§ WORK TASK:
Leave the pictures out and write out exactly the lines from the top of the entries through the line containing "Reviewer note: check that each instance of the sky".

§ Photo-based referring expression data:
______________________________

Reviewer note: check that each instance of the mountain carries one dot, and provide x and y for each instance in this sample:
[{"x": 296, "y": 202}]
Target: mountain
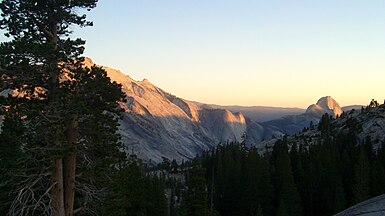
[
  {"x": 365, "y": 124},
  {"x": 293, "y": 124},
  {"x": 257, "y": 113},
  {"x": 325, "y": 105},
  {"x": 158, "y": 125}
]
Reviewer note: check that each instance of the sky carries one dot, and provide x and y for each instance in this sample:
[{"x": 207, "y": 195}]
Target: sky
[{"x": 284, "y": 53}]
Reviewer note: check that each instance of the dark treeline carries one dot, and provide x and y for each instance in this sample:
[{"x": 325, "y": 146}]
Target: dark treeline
[{"x": 307, "y": 180}]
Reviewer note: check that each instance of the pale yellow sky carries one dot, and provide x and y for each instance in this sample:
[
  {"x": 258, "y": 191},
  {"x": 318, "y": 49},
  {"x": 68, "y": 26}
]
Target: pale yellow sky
[{"x": 284, "y": 53}]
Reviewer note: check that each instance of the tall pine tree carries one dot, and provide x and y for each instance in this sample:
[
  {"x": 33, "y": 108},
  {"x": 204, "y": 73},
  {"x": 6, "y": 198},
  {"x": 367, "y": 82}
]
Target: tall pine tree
[{"x": 70, "y": 112}]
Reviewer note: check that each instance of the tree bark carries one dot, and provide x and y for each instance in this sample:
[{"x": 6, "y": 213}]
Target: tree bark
[
  {"x": 58, "y": 191},
  {"x": 70, "y": 166}
]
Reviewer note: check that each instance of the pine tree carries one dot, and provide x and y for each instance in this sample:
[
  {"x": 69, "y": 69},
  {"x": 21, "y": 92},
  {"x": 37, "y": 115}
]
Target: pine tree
[
  {"x": 10, "y": 154},
  {"x": 361, "y": 190},
  {"x": 69, "y": 111},
  {"x": 285, "y": 187},
  {"x": 194, "y": 200}
]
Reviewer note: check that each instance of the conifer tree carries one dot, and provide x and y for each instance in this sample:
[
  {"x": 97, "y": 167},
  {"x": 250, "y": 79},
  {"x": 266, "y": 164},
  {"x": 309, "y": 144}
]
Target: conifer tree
[
  {"x": 194, "y": 200},
  {"x": 361, "y": 190},
  {"x": 286, "y": 190},
  {"x": 69, "y": 111}
]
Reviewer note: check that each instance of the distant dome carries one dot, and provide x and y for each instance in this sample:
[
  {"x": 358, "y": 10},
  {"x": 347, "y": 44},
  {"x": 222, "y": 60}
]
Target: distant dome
[{"x": 325, "y": 105}]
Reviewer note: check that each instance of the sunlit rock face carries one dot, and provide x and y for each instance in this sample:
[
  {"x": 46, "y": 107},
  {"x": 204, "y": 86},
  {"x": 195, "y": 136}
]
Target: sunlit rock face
[
  {"x": 325, "y": 105},
  {"x": 159, "y": 125}
]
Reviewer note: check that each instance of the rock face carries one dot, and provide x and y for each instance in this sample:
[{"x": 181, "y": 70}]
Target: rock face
[
  {"x": 159, "y": 125},
  {"x": 293, "y": 124},
  {"x": 371, "y": 207},
  {"x": 325, "y": 105}
]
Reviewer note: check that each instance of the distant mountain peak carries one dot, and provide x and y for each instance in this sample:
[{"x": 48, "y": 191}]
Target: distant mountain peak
[{"x": 325, "y": 105}]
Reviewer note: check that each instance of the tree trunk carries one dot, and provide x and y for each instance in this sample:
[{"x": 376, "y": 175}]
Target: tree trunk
[
  {"x": 58, "y": 191},
  {"x": 70, "y": 166}
]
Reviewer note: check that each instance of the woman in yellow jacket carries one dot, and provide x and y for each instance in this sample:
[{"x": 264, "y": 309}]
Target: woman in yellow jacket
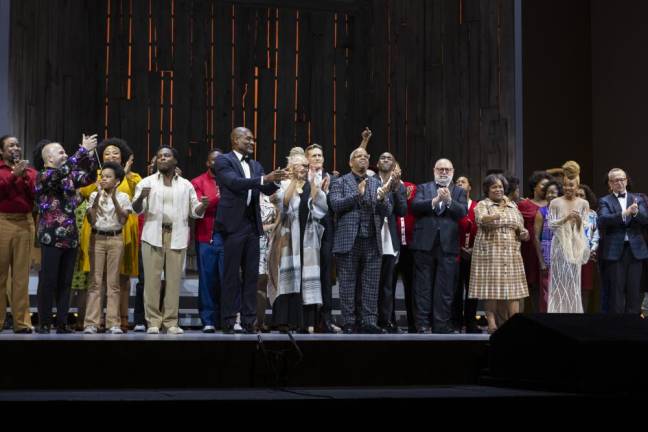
[{"x": 116, "y": 150}]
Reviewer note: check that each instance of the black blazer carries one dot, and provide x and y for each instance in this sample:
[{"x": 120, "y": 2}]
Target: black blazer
[
  {"x": 234, "y": 190},
  {"x": 615, "y": 230},
  {"x": 431, "y": 223}
]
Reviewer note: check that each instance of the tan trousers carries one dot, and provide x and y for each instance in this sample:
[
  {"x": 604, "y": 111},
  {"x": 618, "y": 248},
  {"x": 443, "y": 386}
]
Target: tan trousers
[
  {"x": 16, "y": 239},
  {"x": 105, "y": 256},
  {"x": 155, "y": 260}
]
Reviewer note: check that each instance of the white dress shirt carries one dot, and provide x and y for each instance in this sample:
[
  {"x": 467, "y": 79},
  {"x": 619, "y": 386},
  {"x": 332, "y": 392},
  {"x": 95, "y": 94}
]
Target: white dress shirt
[
  {"x": 246, "y": 171},
  {"x": 185, "y": 202},
  {"x": 106, "y": 215}
]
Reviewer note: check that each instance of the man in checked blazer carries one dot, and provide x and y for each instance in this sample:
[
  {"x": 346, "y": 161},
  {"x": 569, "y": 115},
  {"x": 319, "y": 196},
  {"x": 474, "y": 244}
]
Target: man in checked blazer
[
  {"x": 361, "y": 207},
  {"x": 238, "y": 219},
  {"x": 438, "y": 207}
]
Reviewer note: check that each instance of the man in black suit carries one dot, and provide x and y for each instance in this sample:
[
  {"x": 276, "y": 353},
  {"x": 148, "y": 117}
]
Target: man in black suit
[
  {"x": 389, "y": 175},
  {"x": 438, "y": 206},
  {"x": 238, "y": 219},
  {"x": 621, "y": 216},
  {"x": 360, "y": 207}
]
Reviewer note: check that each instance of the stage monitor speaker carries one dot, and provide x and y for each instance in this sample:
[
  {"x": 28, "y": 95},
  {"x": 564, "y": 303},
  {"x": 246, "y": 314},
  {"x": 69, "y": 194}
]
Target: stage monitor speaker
[{"x": 585, "y": 353}]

______________________________

§ ANSWER TO THE PROBLEM:
Reviewer note: check that each instance of the mountain carries one dot, and provide x and y for each instance in this sample:
[{"x": 296, "y": 202}]
Target: mountain
[
  {"x": 365, "y": 124},
  {"x": 293, "y": 124},
  {"x": 257, "y": 113},
  {"x": 325, "y": 105},
  {"x": 158, "y": 125}
]
Reviewer note: check that each instance of the sky carries one dot, and provide x and y for each instance in this sample:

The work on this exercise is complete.